== Opdrachten ==
A: Kopieer alstublieft uit de tekst over weefsels woordelijk het stuk van "Gladde spieren" tot en met "voedingsstoffen te voorzien.".
B: Ga verder met de tekst over weefsels, aansluitend op de laatste zin.

Elastisch bindweefsel
Is rond organen die regelmatig van vorm of grootte moeten veranderen (bv: maag, blaas, stembanden) en heeft een hoog aantal elastische vezels.
Reticulair bindweefsel/ lymfoïde weefsel
Interne raamwerk van zachte organen (lever, lymfeklieren, milt, amandelen).
Kraakbeen
Overgangsweefsel waaruit bot ontwikkelt wordt. Het behoudt de vorm van bepaalde lichaamsdelen, beschermt en dempt gewrichten en scheidt en dempt bijvoorbeeld de ruggengraat.
Botten
Gespecialiseerd bindweefsel met slechts enkele levende cellen waarvan de matrix bestaat uit harde minerale afzettingen van calcium en fosfaat.
Bloed
Bestaat uit cellen gesuspendeerd in een vloeibare matrix die plasma wordt genoemd. Wordt beschouwd als bindweefsel omdat het bestaat uit cellen gevormd uit stamcellen van bot.
Vetweefsel
Los bindweefsel dat zeer gespecialiseerd is in vetopslag.
Spierweefsel
Weefsel dat bestaat uit cellen die gespecialiseerd zijn om in te korten of samen te trekken, wat resulteert in een of andere vorm van beweging.
Skeletspieren
Zijn verbonden met pezen, die zich hechten aan botten. Als ze samentrekken, gaan lichaamsdelen bewegen. Zijn vrijwillige spieren door bewuste controle over de activiteit ervan.
Hartspieren
Alleen te vinden in het hart. Individuele cellen zijn vele korter en hebben maar één celkern. Het zijn onvrijwillige spieren die ritmisch en geheel zelfstandig samentrekken zonder bewustzijn en zonder aansturing van zenuwen.
Gladde spieren
Omringt holle organen en buizen, zoals bloedvaten, spijsverteringskanaal, baarmoeder en blaas. Het zijn onvrijwillige spieren en samentrekkingen ervan zijn niet bewust te beheersen.
Zenuwweefsel
Weefsel dat voornamelijk bestaat uit cellen die gespecialiseerd zijn in het opwekken en doorgeven van elektrische impulsen doorheen het hele lichaam. Het vormt communicatienetwerk voor het lichaam.
Neuron
Zenuwweefselcellen die elektrische impulsen opwekken en doorgeven.
Gliacellen
Geven geen elektrische impulsen door, ondersteunende rol door neuronen te omringen en te beschermen en ze van voedingsstoffen te voorzien.
Organen
Structuren die zijn samengesteld uit twee of meer weefseltypen die met elkaar verbonden zijn en die een specifieke functie of functies vervullen.
Orgaansystemen
Groepen organen die samen een brede functie vervullen die belangrijk is voor het overleven van individueel organisme of een soort.

== Brongegevens ==
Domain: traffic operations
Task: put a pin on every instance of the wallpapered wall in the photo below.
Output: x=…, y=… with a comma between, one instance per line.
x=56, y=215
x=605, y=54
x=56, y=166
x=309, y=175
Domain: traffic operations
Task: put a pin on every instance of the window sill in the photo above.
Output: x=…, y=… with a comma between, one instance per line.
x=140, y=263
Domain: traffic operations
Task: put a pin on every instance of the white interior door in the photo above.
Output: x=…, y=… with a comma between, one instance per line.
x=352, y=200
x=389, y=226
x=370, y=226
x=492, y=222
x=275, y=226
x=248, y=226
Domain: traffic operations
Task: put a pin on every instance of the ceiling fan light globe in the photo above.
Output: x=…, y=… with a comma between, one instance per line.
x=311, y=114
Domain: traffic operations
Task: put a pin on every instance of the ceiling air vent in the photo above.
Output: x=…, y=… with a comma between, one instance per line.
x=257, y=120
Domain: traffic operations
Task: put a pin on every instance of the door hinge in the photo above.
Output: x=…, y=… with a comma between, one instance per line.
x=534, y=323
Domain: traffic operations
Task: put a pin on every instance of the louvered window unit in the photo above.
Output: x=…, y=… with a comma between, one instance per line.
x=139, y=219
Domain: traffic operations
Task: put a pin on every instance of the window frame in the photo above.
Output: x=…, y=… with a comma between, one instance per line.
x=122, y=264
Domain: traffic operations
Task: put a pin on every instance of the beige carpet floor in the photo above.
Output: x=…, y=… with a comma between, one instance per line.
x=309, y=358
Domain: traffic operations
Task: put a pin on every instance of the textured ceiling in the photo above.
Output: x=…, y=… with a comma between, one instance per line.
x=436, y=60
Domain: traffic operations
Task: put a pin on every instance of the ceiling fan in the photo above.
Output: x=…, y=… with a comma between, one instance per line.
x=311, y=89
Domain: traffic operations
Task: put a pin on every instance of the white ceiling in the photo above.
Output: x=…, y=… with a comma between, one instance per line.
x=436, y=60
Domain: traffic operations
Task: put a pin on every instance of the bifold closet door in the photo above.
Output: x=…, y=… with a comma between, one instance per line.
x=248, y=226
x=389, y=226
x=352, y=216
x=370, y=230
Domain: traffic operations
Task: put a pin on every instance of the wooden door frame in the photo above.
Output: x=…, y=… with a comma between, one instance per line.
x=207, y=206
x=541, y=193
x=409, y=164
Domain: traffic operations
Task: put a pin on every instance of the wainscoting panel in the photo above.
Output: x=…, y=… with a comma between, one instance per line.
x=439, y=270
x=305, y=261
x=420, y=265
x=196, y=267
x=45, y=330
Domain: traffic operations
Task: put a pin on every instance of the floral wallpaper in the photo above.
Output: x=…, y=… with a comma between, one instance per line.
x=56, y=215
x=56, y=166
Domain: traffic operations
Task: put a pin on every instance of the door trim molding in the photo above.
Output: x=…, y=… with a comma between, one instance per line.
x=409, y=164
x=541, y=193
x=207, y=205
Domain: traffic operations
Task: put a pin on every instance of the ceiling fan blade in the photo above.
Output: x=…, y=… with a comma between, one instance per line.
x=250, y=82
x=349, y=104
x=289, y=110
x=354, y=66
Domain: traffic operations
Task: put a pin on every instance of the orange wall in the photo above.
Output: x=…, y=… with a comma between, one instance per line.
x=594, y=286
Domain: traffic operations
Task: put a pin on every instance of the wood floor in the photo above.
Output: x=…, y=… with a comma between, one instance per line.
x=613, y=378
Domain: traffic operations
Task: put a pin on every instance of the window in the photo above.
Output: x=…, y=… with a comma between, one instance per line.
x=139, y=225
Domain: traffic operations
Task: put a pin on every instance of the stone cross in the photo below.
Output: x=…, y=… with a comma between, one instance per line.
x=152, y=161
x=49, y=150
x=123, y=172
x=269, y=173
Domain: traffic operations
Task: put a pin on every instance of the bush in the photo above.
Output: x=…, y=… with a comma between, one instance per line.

== Resultaten ==
A:
Gladde spieren
Omringt holle organen en buizen, zoals bloedvaten, spijsverteringskanaal, baarmoeder en blaas. Het zijn onvrijwillige spieren en samentrekkingen ervan zijn niet bewust te beheersen.
Zenuwweefsel
Weefsel dat voornamelijk bestaat uit cellen die gespecialiseerd zijn in het opwekken en doorgeven van elektrische impulsen doorheen het hele lichaam. Het vormt communicatienetwerk voor het lichaam.
Neuron
Zenuwweefselcellen die elektrische impulsen opwekken en doorgeven.
Gliacellen
Geven geen elektrische impulsen door, ondersteunende rol door neuronen te omringen en te beschermen en ze van voedingsstoffen te voorzien.

B:
Weefselmembranen
Bestaat uit een laag bindweefsel en een laag epitheelcellen (eentje niet!). Bekleden elke lichaamsholte en vormen onze huid.
Sereuze membranen
Lijnen en smeren interne lichaamsholten om wrijving tussen interne organen te verminderen.
Slijmvliezen
Bekleden de luchtwegen, het spijsverteringskanaal en de voortplantingskanalen die open zijn naar de buitenkant van het lichaam.
Synoviale membranen
Bekleden de zeer dunne holtes tussen botten in beweegbare gewrichten en scheiden een waterige vloeistof uit dat het gewricht smeert.
huidmembraan
Onze buitenbekleding en heeft verschillende functies (zie verder).
Integumentaire systeem
Huid en bijhorende structuren zoals nagels, haar en klieren.
Epidermis
Buitenste laag epitheelweefsel van de huid.
Dermis
Binnenste laag epitheelweefsel van de huid.
Hypodermis
Ondersteunende laag van de huid en bestaat uit los bindweefsel met daarin vetcellen.
Keratinocyten
Meest talrijke soort cellen in de epidermis. Ze produceren een taai, waterdicht eiwit genaamd keratine.
Melanocyten
Minder talrijke soort cellen in de epidermis. Ze produceren donkerbruin pigment (melanine) dat wordt opgepikt en opgeslagen door de nabijgelegen keratinocyten.
Papillen
Kleine uitsteeksels op het oppervlak van de dermis. Deze bevatten sensorische zenuwuiteinden en kleine bloedvaten.
Talgklieren
Olieklieren, scheiden een olieachtige vloeistof af die de huid en het haar bevochtigd en verzacht.
Zweetklieren
Produceren zweet (waterige vloeistof die opgeloste ionen bevat, kleine hoeveelheden metabolisch afval en een antibiotica peptide, nl. dermicidin), helpt lichaamstemperatuur te regelen en beschermt tegen bacteriën.